By KATHRYN CANAVAN, Gannett Specialty Publications
Haven’t begun your hunt for holiday presents? No reason to cry or pout. Tips from shopping experts can help you get your Christmas or Kwanzaa on.
Here’s a field guide to getting in and out of the mall with something decent without dinging your budget:
Research online before you hit the mall. Without ever leaving your armchair, you can nail deals on retailers’ web sites. Some sites offer helpful features too. J. C. Penney’s site, JCP.com, has a “know before you go” feature that allows shoppers to pump in their zip codes and learn how many of a certain item are left at their local store.
Treat shopping as a reconnaissance mission. Don’t give yourself time to get caught up in the holiday trappings unless you have unlimited cash. Bring a list; get what you need, and then get out.
“The holiday season can be make-or-break for the retailers, but it can be make-or-break for you, too,” says Gail Cunningham of the National Foundation for Credit Counseling.
Stick to your list. Don’t feel like the Grinch if you make a list and whittle it twice because the average shopper will spend $688 on all his gifts combined this year, according to the National Retail Federation, Besides, 42 percent of consumers still have at least one unopened holiday gift from last year in the back of their closet, according to Visa’s 2010 gift-giving survey.

• • • • •

== Apply what you read ==
• 1. In the holiday shopping tips, how much does the National Retail Federation say the average shopper will spend on all gifts combined this year?
• 2. Duplicate the stretch of the holiday shopping tips from "Treat shopping as" through "for Credit Counseling.".

• • • • •

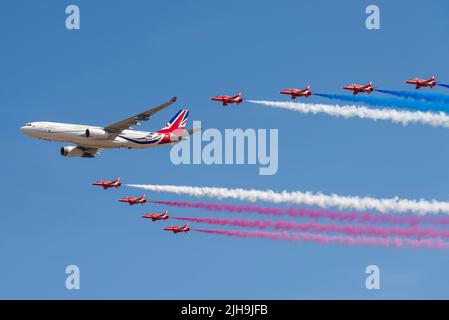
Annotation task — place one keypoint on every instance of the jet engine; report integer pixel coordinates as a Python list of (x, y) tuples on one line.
[(71, 151)]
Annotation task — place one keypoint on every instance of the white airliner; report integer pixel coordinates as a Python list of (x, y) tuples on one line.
[(91, 140)]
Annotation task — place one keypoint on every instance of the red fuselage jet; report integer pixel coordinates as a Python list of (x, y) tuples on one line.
[(106, 184), (177, 229), (156, 216), (228, 99), (133, 200), (358, 88), (297, 92), (419, 83)]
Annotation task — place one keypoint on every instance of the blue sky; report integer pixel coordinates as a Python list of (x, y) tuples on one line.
[(131, 55)]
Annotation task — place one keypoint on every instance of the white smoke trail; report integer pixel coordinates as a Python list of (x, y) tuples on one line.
[(307, 198), (434, 119)]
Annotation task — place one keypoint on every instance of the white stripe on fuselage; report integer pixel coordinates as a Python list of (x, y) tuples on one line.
[(75, 133)]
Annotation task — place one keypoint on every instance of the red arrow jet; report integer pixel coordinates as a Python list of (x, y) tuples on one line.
[(298, 92), (177, 229), (133, 200), (419, 83), (228, 99), (358, 88), (156, 216), (106, 184)]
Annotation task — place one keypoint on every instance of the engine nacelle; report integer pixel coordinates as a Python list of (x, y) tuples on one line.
[(71, 151), (96, 133), (178, 135)]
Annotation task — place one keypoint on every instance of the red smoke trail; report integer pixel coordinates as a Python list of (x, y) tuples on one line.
[(325, 239), (356, 230), (308, 213)]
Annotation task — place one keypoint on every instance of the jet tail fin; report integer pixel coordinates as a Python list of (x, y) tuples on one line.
[(179, 121)]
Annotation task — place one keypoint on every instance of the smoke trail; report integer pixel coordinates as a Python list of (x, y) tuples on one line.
[(356, 230), (397, 116), (326, 239), (383, 102), (307, 198), (308, 213), (432, 97)]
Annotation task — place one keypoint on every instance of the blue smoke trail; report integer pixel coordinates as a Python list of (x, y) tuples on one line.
[(432, 97), (387, 102)]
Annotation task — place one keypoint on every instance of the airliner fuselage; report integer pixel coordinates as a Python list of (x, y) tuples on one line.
[(95, 137)]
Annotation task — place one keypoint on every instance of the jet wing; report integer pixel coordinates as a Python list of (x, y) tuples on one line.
[(116, 128), (89, 152)]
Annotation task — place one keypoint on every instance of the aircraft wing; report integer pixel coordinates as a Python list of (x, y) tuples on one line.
[(89, 152), (116, 128)]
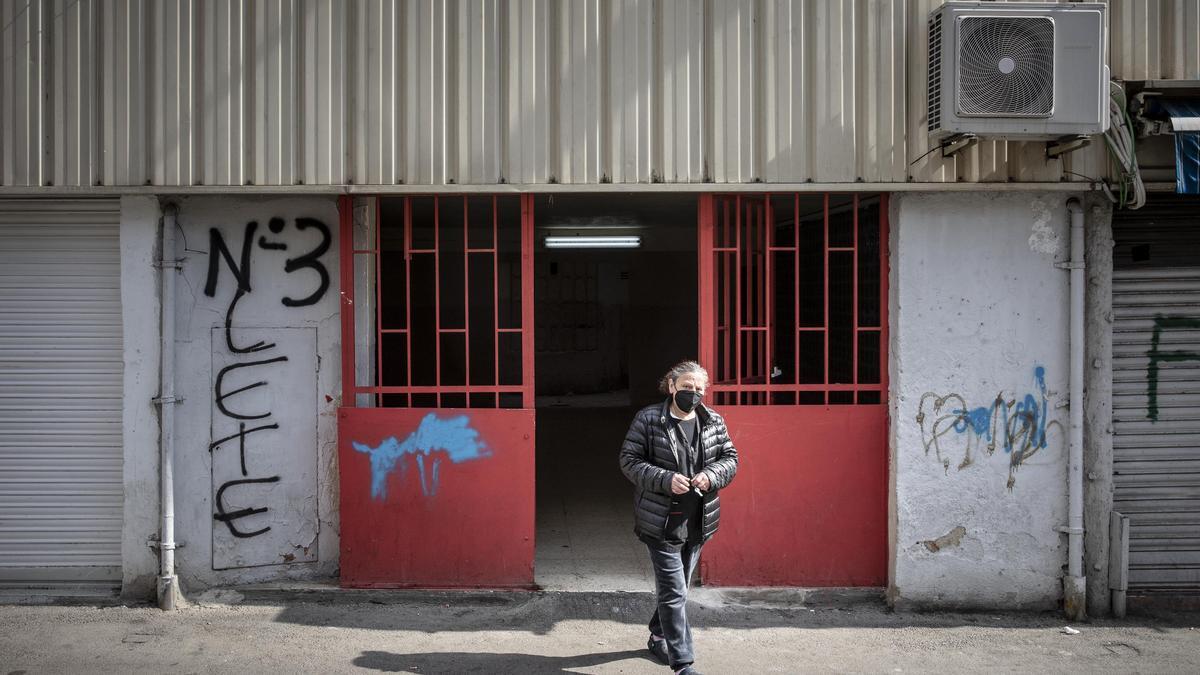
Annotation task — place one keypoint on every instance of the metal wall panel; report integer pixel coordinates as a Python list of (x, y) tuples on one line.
[(183, 93), (60, 393)]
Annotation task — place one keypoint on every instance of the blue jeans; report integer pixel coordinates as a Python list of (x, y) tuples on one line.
[(672, 574)]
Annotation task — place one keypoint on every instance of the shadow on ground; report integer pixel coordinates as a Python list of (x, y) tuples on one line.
[(538, 613), (469, 662)]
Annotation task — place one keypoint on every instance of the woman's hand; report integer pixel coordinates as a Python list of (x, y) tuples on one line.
[(679, 484)]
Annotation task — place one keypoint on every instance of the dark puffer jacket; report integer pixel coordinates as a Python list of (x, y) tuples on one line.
[(648, 459)]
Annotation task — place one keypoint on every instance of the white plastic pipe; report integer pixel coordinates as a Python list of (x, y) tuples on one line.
[(168, 584), (1074, 584)]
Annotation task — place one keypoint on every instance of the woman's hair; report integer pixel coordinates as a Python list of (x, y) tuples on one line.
[(678, 370)]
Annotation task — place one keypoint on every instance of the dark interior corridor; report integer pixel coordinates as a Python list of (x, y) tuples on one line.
[(609, 323)]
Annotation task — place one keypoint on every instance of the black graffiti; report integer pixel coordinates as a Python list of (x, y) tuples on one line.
[(228, 518), (240, 267), (276, 226), (257, 346), (240, 272), (241, 441), (219, 395), (311, 261)]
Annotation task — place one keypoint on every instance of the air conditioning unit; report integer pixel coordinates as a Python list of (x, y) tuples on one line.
[(1026, 71)]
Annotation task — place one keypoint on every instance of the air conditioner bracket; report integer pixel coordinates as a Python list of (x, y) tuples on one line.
[(1060, 147), (958, 143)]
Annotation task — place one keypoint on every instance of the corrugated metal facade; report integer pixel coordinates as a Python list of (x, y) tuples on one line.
[(190, 93)]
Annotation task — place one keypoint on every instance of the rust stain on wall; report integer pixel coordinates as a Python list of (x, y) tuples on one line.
[(952, 538)]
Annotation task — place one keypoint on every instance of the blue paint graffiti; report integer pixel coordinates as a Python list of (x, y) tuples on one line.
[(454, 436), (1018, 425)]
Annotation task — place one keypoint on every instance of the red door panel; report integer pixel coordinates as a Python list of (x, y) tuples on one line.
[(436, 435), (793, 330), (809, 502)]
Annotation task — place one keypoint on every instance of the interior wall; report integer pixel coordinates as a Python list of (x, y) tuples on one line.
[(659, 324), (581, 303)]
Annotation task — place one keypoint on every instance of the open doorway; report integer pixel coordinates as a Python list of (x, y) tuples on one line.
[(609, 322)]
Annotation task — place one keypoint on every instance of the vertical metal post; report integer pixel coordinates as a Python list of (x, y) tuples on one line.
[(736, 330), (853, 302), (707, 328), (466, 299), (408, 296), (437, 299), (769, 292), (527, 318), (1119, 561), (825, 395), (796, 281), (883, 297), (346, 240), (378, 294), (496, 299)]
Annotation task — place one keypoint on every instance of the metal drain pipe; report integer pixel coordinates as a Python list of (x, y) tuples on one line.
[(1074, 584), (168, 583)]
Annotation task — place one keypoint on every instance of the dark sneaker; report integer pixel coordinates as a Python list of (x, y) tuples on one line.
[(659, 649)]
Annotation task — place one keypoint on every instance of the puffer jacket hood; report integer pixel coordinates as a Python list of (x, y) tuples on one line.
[(648, 458)]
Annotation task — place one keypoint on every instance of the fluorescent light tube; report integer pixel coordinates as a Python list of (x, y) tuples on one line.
[(593, 242)]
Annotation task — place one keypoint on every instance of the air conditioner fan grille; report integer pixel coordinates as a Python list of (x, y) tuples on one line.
[(1006, 66)]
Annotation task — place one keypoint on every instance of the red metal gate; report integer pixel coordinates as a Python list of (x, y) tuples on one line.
[(436, 431), (793, 327)]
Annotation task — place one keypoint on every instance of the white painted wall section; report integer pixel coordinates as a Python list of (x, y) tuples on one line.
[(256, 464), (979, 346), (141, 315)]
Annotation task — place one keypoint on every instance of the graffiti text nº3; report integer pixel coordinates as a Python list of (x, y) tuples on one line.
[(217, 251)]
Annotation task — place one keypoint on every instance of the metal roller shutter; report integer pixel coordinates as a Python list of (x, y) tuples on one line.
[(1156, 396), (60, 393)]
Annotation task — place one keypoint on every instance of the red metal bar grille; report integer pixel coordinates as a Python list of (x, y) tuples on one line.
[(450, 279), (793, 298)]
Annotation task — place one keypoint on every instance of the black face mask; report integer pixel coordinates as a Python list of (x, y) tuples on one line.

• • • • •

== Solutions by task ==
• 1. $688

• 2.
Treat shopping as a reconnaissance mission. Don’t give yourself time to get caught up in the holiday trappings unless you have unlimited cash. Bring a list; get what you need, and then get out.
“The holiday season can be make-or-break for the retailers, but it can be make-or-break for you, too,” says Gail Cunningham of the National Foundation for Credit Counseling.